- TASK STATEMENT
Present every line of the listing below as a numbered list, skipping blank lines and leaving out the pictures.

- Labeled-object pointing entries
##########
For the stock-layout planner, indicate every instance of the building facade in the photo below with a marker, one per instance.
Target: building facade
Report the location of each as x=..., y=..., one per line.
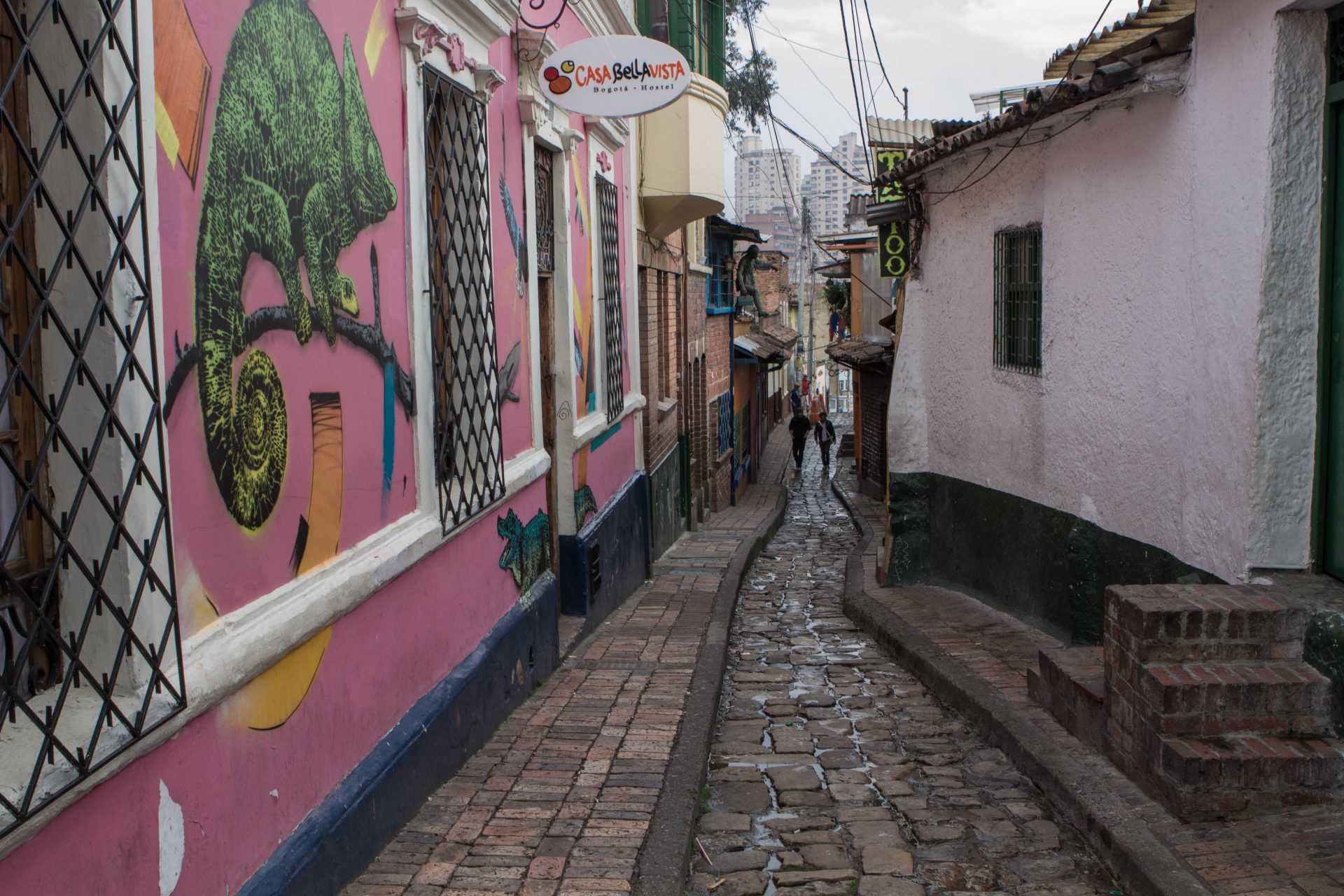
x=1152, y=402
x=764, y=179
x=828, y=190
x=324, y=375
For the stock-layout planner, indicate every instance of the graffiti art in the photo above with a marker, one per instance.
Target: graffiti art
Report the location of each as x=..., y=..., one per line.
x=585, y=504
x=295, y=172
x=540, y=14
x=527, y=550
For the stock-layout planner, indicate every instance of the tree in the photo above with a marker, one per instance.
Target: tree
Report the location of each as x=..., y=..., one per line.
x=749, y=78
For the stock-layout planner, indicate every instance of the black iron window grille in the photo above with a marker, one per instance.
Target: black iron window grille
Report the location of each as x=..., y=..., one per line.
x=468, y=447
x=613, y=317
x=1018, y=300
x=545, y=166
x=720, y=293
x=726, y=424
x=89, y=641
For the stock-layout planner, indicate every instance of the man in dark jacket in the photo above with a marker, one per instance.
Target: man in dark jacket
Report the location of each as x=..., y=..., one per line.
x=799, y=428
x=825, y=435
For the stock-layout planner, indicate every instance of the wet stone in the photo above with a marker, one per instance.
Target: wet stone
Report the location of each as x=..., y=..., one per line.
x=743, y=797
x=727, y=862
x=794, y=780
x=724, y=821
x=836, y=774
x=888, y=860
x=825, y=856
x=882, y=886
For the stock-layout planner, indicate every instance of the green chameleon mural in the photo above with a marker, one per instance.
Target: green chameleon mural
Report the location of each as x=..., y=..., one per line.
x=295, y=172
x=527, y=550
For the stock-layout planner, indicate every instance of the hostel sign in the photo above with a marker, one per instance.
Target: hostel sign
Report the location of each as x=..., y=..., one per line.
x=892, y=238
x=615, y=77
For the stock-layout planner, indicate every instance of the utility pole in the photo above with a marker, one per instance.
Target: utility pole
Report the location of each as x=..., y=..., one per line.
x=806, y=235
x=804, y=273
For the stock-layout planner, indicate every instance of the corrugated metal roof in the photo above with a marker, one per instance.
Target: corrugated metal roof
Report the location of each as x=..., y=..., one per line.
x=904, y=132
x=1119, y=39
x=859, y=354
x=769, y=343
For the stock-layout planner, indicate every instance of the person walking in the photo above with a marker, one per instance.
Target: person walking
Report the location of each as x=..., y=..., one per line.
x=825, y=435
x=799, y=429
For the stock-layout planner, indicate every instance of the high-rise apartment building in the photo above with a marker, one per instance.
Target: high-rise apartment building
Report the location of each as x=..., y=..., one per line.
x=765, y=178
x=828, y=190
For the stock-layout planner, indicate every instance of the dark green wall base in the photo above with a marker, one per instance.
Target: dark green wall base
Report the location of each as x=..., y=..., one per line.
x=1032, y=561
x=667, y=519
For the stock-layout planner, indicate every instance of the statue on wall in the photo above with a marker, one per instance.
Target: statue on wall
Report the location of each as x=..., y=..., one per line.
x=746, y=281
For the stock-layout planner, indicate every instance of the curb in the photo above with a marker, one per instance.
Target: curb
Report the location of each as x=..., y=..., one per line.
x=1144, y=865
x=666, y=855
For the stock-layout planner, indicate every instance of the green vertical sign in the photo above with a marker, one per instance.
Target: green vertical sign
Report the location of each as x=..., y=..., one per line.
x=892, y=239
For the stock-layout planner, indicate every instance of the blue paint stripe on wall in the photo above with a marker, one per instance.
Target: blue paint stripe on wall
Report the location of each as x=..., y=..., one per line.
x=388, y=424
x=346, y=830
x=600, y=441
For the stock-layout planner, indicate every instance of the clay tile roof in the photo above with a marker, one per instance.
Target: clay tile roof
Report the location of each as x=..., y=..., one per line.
##########
- RESULT OF THIS TASK
1. For the stock-layout planner, indicate every instance of the building facade in the photo below with a marker, one per instance.
2. Target: building facade
3. Report the location of each as x=..., y=..., one per line.
4. x=1152, y=402
5. x=764, y=179
6. x=828, y=190
7. x=324, y=375
8. For the stock-layout planner, indicate every instance of the graffiti art in the photo above with a marker, one per instance.
9. Target: graffiti art
10. Report the location of each as x=..., y=..., one per line.
11. x=585, y=504
12. x=295, y=172
13. x=540, y=14
14. x=527, y=550
15. For the stock-layout planner, indicate every instance of the tree in the photo above with a marker, one per instance.
16. Target: tree
17. Report the location of each as x=..., y=..., one per line.
18. x=749, y=78
19. For the stock-layout planner, indicate every instance of the black iron window grille in the photo above with a marker, one per instance.
20. Target: black iron window grille
21. Report the location of each as x=..., y=..., one per line.
22. x=468, y=447
23. x=613, y=317
24. x=1018, y=300
25. x=545, y=166
26. x=720, y=293
27. x=726, y=424
28. x=89, y=641
29. For the stock-layout planner, indicate every instance of the man in dark jacket in the photo above with a marker, one per instance.
30. Target: man in dark jacket
31. Report the location of each as x=..., y=..., one per line.
32. x=799, y=428
33. x=825, y=435
34. For the stock-layout planner, indicate every instance of the wet stone in the photo above with a marker, one per instance.
35. Target: wet stone
36. Report the location of each as x=..., y=..., one per line.
37. x=743, y=797
38. x=727, y=862
39. x=794, y=780
40. x=724, y=821
41. x=836, y=774
42. x=888, y=860
43. x=825, y=856
44. x=882, y=886
45. For the stock-layout planner, indicate every instance of the green chameleon mural in the photo above with a marker, one per instance.
46. Target: green chameleon mural
47. Report the location of each as x=..., y=..., one per line.
48. x=295, y=172
49. x=527, y=550
50. For the stock-layout planner, indicate every instance of the hostel sign in the photo above with a marker, one per instance.
51. Target: hostel sign
52. Report the location of each as x=..., y=..., one per line.
53. x=892, y=238
54. x=615, y=77
55. For the stock-layout planner, indicate every instance of the utility pole in the photo above with a marker, one per instance.
56. Target: utility pole
57. Report the location of each as x=..., y=..., one per line.
58. x=806, y=235
59. x=804, y=273
60. For the stock-layout planner, indicate every instance of the corrugated metal roof in the photo above with a marker, one per instance.
61. Target: corrugated metal roof
62. Report the location of each as x=..., y=..., one per line.
63. x=904, y=132
64. x=1119, y=39
65. x=859, y=354
66. x=769, y=343
67. For the stock-layout planner, indicate every instance of the person walking in the photo above with a marker, one per instance.
68. Target: person walking
69. Report the location of each as x=..., y=..., one per line.
70. x=825, y=435
71. x=799, y=429
72. For the stock-layout planner, indicate every instance of the high-rise apartment building in the photo above with a marker, one per instance.
73. Target: high-rise apartment building
74. Report the location of each as x=..., y=..., one per line.
75. x=765, y=178
76. x=828, y=190
77. For the stock-layout planner, indicate every instance of the dark green wall base in the photo above with a marker, one per instance.
78. Target: dark green wall base
79. Report the location of each as x=..., y=..., one per line.
80. x=1032, y=561
81. x=667, y=519
82. For the stock-layout planner, indicate every instance of the statue on wall in the photo above with a marker, one per instance.
83. Target: statue on wall
84. Report the location of each as x=..., y=..., one per line.
85. x=746, y=281
86. For the stock-layout planner, indicate every instance of the curb in the photo above with a marker, one per instance.
87. Target: curb
88. Report the location of each as x=..., y=..., one per line.
89. x=1144, y=865
90. x=666, y=855
91. For the stock-layout planner, indicate every instance of the green vertical sign in the photo above with a marker, one per instance.
92. Target: green vertical sign
93. Report the location of each as x=..., y=..., one per line.
94. x=892, y=239
95. For the stock-layout planner, indicate every instance of the blue paint stripe on wall in the photo above with a marker, one per instance.
96. Target: blue paint stripe on wall
97. Report the location of each as x=..., y=..., one per line.
98. x=388, y=424
99. x=346, y=830
100. x=600, y=441
101. For the stock-layout planner, indicate every instance of the clay tile roof in the photo above with a marker, one per instance.
102. Target: clay tile roof
103. Report the location of each as x=..., y=..., one per line.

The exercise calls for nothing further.